Écrivez la suite du texte sur la Digital Fashion, à partir de sa dernière phrase.

## EXTRAIT FOURNI
----------
A l’aube de 2021, de nouvelles dimensions du monde numérique se sont ouvertes à nous. Pour cause, la situation sanitaire a contraint les évènements à se mener en distanciel, multipliant ainsi les expériences virtuelles. Tandis que notre identité s’exprime et se réinvente inlassablement sur la toile, certaines compagnies ont profité de la tendance pour imaginer les fondements de la mode de demain : la Digital Fashion.
Créativité. Durabilité. Inclusivité. C’est ce par quoi jure la Digital Fashion, se présentant d’abord comme alternative à la Fast Fashion. Après deux années de discrètes collaborations avec certains grands designers, les startups de Digital Fashion ont rapidement fait leur arrivée sur le marché du numérique. Parmi elles, Tribute Brand, DressX, Auroboros ou encore XR Couture. A l’origine, The Fabricant, la première “maison de couture digitale”, fondée en 2018. En 2019, elle annonçait son partenariat avec la marque Tommy Hilfiger autour de la conception d’articles entièrement digitalisés. Leur objectif : limiter le gaspillage et l’impact environnemental dans une démarche plus éthique et écoresponsable. Pas de matériaux ni de chaînes de production, seulement des datas.
La Digital Fashion se veut également body inclusive et genderfluid, car elle ne présente aucune contrainte de taille, ni de conception genrée. L’idée est révolutionnaire et attire déjà certains visionnaires et autres technophiles. L’expérience, tout aussi futuriste que fascinante, est en passe de bouleverser le monde de la mode. Pour mieux comprendre ce nouvel univers de la création virtuelle, nous avons échangé avec Daniella Loftus, créatrice du site This Outfit Does Not Exist. Une plateforme qui « donne vie à la mode digitale », à la fois par la promotion de designers virtuels et l’exposition de tenues, ainsi qu’à travers une partie pédagogique. Celle-ci nous emmène à la découverte d’un monde de la mode sans loi, ni pesanteur. Rencontre.
Comment t’es venue l’idée de créer cette plateforme ?
Daniella : J’ai eu l’idée de créer ce site vers septembre, l’année dernière. J’ai toujours été intéressée par la mode, mais je m’en étais éloignée en grandissant. Je trouvais que ce milieu tendait à produire toujours plus de vêtements, au lieu de véritablement raconter une histoire avec. Toutefois, je suis quelqu’un de créatif, et j’ai toujours aimé m’habiller de façon avant-gardiste. En déménageant à Londres où je vis maintenant, j’ai découvert tout un monde mêlant technologie et création, innovation et mode, celui de la Digital Fashion. C’était tout ce que j’aimais. Étant consultante en technologies émergentes auprès d’entreprises, je me suis prise de passion pour le sujet et m’y suis spécialisée en faisant de nombreuses recherches.
----------
## EXTRAITS DES DONNÉES
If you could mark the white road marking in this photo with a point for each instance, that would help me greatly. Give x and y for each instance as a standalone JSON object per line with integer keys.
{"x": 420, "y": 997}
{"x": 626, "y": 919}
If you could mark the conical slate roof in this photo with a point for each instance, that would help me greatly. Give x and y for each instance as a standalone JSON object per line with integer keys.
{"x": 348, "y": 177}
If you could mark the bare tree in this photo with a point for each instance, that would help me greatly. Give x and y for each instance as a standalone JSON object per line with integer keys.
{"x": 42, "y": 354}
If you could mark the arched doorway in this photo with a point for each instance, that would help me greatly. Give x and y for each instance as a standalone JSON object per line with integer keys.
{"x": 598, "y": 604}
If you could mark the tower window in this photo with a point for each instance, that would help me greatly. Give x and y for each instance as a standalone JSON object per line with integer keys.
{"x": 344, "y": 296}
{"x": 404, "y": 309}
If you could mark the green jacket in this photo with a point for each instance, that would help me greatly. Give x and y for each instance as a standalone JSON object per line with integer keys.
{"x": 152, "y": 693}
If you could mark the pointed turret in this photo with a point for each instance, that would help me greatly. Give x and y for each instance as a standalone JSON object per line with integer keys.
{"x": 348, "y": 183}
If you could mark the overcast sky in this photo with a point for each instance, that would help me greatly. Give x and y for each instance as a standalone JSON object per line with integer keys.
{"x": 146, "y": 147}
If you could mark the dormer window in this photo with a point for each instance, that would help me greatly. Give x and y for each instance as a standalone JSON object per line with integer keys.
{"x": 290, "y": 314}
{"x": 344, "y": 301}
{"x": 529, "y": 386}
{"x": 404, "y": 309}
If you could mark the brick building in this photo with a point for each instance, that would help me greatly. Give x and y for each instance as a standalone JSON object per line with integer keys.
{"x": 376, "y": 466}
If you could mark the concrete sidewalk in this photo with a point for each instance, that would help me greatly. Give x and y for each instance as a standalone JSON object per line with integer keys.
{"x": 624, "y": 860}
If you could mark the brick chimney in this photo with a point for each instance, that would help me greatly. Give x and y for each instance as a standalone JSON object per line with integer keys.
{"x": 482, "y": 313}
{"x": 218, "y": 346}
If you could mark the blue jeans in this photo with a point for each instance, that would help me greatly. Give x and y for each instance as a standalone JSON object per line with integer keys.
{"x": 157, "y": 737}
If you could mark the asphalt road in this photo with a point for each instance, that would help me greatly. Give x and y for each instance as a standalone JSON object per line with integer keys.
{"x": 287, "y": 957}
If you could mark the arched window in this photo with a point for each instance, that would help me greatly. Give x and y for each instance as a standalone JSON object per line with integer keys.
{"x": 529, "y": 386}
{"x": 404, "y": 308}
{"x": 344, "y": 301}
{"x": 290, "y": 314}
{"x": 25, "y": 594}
----------
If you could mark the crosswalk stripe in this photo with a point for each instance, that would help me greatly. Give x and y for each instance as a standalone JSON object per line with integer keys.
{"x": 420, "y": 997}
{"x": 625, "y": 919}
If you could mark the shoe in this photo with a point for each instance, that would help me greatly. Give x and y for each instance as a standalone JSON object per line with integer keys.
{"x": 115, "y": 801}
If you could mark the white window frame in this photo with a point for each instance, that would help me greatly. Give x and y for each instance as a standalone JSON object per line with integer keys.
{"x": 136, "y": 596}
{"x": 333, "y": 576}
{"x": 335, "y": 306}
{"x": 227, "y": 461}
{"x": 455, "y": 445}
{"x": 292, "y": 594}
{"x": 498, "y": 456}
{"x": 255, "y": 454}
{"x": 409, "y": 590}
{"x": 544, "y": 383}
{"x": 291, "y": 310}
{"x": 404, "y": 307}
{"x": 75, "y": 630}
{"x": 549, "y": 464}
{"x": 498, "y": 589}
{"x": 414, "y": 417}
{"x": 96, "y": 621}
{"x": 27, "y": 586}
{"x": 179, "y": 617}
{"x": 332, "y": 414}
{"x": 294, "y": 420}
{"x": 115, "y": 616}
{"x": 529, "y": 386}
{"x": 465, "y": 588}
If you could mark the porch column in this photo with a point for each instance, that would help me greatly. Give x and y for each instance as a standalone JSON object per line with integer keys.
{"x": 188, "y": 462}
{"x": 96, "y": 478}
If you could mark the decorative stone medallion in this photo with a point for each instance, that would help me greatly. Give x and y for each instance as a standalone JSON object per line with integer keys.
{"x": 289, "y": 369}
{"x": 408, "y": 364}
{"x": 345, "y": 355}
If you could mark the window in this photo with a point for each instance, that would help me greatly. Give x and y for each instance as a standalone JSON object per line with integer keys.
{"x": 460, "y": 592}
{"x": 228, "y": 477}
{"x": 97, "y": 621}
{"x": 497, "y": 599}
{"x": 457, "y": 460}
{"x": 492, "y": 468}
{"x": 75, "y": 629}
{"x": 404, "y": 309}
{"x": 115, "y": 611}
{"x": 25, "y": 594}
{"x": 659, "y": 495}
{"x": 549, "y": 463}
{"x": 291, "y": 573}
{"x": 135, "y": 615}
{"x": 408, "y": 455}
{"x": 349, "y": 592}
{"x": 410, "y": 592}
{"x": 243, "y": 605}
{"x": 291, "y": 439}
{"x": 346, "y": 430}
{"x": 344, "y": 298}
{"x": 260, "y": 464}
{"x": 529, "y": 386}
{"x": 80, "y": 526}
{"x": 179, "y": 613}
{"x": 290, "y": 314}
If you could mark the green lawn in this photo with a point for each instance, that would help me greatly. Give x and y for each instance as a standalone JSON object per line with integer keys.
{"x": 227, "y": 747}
----------
## LA RÉPONSE
Quelqu’un m’avait recommandé de créer un compte Instagram dédié à ma garde-robe. Puis j’ai découvert la Digital fashion et je me suis demandé quelles étaient les personnes influentes dans ce milieu. En cherchant, je n’en ai trouvé aucune dont le compte soit entièrement dédié à la mode virtuelle. J’ai décidé d’être la première à créer un Instagram autour de ce concept, tout en nourrissant mon contenu d’articles et d’essais sur le sujet. J’avais quelques appréhensions à me dévoiler sur les réseaux sociaux, mais j’ai dit à une amie « Si je ne me lance pas maintenant, quelqu’un d’autre le fera ». De nombreuses compagnies s’étaient développées durant la pandémie et arrivaient sur le marché. C’était le moment parfait. J’ai finalisé le projet en décembre, et le 15 janvier 2021 est né This Outfit Does Not Exist.
De quelle façon s’organise ce média ?
D : Je cherche à susciter de l’engagement auprès du grand public comme des professionnels. Mon compte Instagram est la partie visuelle, qui va servir à montrer ce à quoi ressemblent les tenues. Tandis que ma newsletter vient alimenter en informations et renseigner sur le monde de la Digital Fashion, dans une partie plus explicative. Chaque mois, j’ai un thème différent. Je fais également attention aux tenues que je choisis d’exposer, car je veux qu’il y ait un message derrière chacune d’entre elles.
Il s’avère que tu proposes aussi des conférences ?
D : Ce sont comme des discussions de groupe, que j’anime et auxquelles j’invite des intervenants. D’ailleurs, j’ai une annonce à faire ! Je vais devenir la première collaboratrice « humaine » de The Fabricant. Chaque semaine, j’accueillerai une conversation sur leur Clubhouse, qui permettra à tous de venir poser des questions et d’en savoir plus sur la Digital Fashion. J’échangerai par exemple avec des personnes spécialisées dans les jeux vidéos, la mode et autre. Ce sera gratuit, accessible à tous et interdisciplinaire.
A quand remonte l’apparition de la Digital Fashion exactement ?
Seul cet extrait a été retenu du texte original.